• **Aufgabe**:
Wozu riefen die Vertreter/innen der drei Kantonsregierungen laut der Medienmitteilung zum Agglomerationsverkehr die Bundesbehörden auf?

• **Textauszug**:
* * * * *

Agglomerationsverkehr: Die Kantone Basel-Stadt Basel-Landschaft und Tessin machen gemeinsame Sache
MedienmitteilungMedienmitteilung der Regierungen der Kantone Basel-Stadt Basel-Landschaft und Tessin -- Am 8. Juni haben die Kantonsregierungen von Basel-Stadt Basel-Landschaft und Tessin in Basel zum Thema Agglomerationsverkehr in grenzüberschreitenden Regionen über ihre gemeinsamen Ziele orientiert. In ihrer Botschaft bekräftigen die Vertreter/innen der drei Kantonsregierungen dass die Verlagerung des Nord-Süd-Gütertransitverkehrs auf die Schiene zwar wichtig sei dass sie aber den Agglomerationsverkehr nicht benachteiligen dürfe. Sie riefen die Bundesbehörden auf die rechtliche Basis für eine rasche und substanzielle Mitfinanzierung von Verkehrsprojekten in den Agglomerationen zu schaffen.

* * * * *

• **Daten zur Objekterkennung**:
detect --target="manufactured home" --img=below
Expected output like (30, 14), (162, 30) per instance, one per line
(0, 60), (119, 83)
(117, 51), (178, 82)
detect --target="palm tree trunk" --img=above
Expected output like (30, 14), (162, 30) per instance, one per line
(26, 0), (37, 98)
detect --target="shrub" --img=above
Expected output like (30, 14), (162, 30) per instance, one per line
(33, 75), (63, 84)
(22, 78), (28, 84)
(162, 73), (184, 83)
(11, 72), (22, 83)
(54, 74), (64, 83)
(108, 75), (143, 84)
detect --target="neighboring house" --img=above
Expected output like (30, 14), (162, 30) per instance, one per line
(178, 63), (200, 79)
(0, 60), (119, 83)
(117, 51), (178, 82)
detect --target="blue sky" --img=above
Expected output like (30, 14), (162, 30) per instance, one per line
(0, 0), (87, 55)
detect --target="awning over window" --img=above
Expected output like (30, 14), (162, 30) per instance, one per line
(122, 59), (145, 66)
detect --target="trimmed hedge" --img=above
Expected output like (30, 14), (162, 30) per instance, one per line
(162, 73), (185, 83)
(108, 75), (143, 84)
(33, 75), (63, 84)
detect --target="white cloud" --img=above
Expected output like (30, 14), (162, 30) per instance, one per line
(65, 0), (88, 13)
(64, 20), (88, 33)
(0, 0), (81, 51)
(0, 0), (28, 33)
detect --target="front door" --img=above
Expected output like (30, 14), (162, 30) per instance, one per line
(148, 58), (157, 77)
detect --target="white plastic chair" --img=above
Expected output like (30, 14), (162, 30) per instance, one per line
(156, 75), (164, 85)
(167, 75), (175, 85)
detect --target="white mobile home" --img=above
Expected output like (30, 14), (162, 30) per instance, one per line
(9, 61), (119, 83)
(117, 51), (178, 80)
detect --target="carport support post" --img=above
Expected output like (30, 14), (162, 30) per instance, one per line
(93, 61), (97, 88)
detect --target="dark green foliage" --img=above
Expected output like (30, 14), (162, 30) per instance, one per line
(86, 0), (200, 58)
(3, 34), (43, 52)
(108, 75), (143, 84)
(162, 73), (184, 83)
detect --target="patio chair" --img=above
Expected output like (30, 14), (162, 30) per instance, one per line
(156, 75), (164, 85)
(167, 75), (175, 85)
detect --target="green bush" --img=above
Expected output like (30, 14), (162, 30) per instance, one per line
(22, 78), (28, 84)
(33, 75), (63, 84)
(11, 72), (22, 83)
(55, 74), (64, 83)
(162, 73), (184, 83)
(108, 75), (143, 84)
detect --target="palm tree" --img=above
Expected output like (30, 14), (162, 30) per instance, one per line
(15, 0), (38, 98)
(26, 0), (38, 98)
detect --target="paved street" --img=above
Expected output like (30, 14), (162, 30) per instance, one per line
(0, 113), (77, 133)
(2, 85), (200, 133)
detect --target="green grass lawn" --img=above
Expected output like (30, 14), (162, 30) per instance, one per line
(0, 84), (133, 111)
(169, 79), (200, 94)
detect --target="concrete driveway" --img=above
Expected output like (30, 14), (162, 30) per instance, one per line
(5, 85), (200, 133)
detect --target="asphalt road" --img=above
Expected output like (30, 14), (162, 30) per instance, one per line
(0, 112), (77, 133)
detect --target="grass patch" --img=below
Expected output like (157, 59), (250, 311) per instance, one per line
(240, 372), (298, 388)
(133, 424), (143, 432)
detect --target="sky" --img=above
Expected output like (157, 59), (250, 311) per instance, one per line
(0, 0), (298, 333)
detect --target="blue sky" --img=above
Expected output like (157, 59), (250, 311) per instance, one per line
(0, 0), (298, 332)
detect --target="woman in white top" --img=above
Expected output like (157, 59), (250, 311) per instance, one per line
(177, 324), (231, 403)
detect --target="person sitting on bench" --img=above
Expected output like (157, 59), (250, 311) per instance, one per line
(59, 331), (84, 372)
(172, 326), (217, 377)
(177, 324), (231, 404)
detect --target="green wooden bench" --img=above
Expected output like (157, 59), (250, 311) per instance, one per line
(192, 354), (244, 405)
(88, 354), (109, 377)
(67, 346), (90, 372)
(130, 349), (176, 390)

* * * * *

• **Lösung**:
Sie sollten die rechtliche Basis für eine rasche und substanzielle Mitfinanzierung von Verkehrsprojekten in den Agglomerationen schaffen.